This exercise calls for an exact transcription. Set down every record below.
Segment Start: EXTRACTED DATA
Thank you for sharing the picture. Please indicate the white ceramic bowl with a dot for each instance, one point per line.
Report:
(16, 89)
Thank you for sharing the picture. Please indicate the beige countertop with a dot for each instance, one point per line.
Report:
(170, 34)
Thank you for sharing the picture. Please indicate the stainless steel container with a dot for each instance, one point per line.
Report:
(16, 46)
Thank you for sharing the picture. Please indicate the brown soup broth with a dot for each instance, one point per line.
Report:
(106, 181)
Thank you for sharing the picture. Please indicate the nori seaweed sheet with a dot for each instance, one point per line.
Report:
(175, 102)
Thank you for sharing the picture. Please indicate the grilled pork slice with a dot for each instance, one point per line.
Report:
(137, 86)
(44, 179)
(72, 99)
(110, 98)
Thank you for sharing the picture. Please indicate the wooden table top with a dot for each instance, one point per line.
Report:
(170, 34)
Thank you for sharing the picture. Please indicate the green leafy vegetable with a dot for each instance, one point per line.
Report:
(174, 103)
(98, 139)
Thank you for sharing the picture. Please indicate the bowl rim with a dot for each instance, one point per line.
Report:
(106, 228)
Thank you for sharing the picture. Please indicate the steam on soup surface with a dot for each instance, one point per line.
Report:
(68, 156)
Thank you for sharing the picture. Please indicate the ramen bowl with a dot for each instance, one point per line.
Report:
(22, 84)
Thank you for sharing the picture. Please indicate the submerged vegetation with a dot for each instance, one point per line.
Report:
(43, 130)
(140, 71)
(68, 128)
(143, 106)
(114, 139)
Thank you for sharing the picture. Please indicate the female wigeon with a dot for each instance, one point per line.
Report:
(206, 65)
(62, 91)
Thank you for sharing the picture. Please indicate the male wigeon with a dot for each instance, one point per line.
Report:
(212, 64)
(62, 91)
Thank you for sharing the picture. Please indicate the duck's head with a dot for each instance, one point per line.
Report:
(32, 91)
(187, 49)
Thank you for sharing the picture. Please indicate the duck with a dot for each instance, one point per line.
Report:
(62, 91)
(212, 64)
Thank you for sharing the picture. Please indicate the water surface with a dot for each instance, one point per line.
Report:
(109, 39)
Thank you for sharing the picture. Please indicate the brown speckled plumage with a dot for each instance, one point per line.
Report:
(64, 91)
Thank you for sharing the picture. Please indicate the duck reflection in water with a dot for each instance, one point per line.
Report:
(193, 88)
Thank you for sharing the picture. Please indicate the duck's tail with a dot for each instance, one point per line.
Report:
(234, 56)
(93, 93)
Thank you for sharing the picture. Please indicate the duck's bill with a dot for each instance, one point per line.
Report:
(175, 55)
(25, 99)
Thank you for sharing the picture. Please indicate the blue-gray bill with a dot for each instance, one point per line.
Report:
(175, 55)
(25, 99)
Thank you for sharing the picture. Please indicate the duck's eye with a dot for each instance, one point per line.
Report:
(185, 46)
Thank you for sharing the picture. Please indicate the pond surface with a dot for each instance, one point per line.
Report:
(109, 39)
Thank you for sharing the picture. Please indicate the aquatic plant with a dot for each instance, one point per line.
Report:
Segment End: EXTRACTED DATA
§ RESPONSE TO THIS EXERCISE:
Thank you for sharing the picture. Please indicate the white ceramic bowl with a dot for each instance, one point per line.
Report:
(16, 89)
Thank you for sharing the picture. Please indicate the beige countertop with a dot for each instance, one point per line.
Report:
(170, 34)
Thank you for sharing the picture. Please indicate the stainless steel container with a dot for each instance, one point per line.
Report:
(16, 46)
Thank you for sharing the picture. Please indicate the brown soup broth with a dot for each instance, one point per line.
Report:
(106, 181)
Thank you for sharing the picture. Please indicate the nori seaweed sheet with a dot for each instance, one point per line.
Report:
(175, 102)
Thank you for sharing the picture. Please indicate the grilled pork slice with a dot for each instance, one point per line.
Report:
(137, 86)
(44, 179)
(72, 99)
(110, 98)
Thank you for sharing the picture. Please indicate the wooden table top with a dot for each instance, one point per line.
Report:
(170, 34)
Thank you for sharing the picture. Please indicate the green leafy vegetable with a dot for each instance, one point per line.
Report:
(174, 103)
(98, 139)
Thank you for sharing the picture. Please indicate the bowl rim with a dot for each instance, one point per line.
Report:
(106, 228)
Thank you for sharing the picture. Please indicate the steam on soup surface with a dot for each instance, one point per line.
Report:
(68, 156)
Thank you for sharing the picture. Please indicate the ramen bowl with a dot for each instance, one point per line.
Report:
(22, 84)
Thank you for sharing the picture. Please indicate the submerged vegetation with a dot for each instance, one point per line.
Report:
(43, 130)
(140, 71)
(68, 128)
(143, 106)
(114, 139)
Thank you for sharing the picture. Please indicate the female wigeon with a dot for each instance, one point per line.
Report:
(206, 65)
(62, 91)
Thank you for sharing the picture. Please indicate the male wigeon with a dot for each instance, one point per line.
Report:
(212, 64)
(62, 91)
Thank you for sharing the picture. Please indicate the duck's head with a dot for each instance, one point per line.
Report:
(32, 91)
(187, 49)
Thank you for sharing the picture. Please indicate the duck with a dot for each instance, one point per line.
Report:
(62, 91)
(212, 64)
Thank you for sharing the picture. Please indicate the water surface with a dot for each instance, one point per line.
Report:
(109, 39)
Thank you for sharing the picture. Please indicate the brown speckled plumage with a dot for each instance, one point per line.
Report:
(64, 91)
Thank you for sharing the picture. Please indicate the duck reflection in water with a dot for each instance, one point per line.
Report:
(193, 88)
Thank you for sharing the picture. Please indicate the duck's tail with a dot for each instance, one point per line.
Report:
(234, 56)
(93, 93)
Thank you for sharing the picture. Please indicate the duck's bill with a dot for each instance, one point per line.
Report:
(175, 55)
(25, 99)
Thank you for sharing the picture. Please indicate the blue-gray bill with a dot for each instance, one point per line.
Report:
(175, 55)
(25, 99)
Thank you for sharing the picture. Please indicate the duck's eye with a dot for each instance, one point per line.
Report:
(185, 46)
Thank you for sharing the picture. Please indicate the pond surface with a dot for each instance, one point per line.
Report:
(109, 39)
Thank you for sharing the picture. Please indicate the aquatic plant with a dot for each instance, one point per line.
Report:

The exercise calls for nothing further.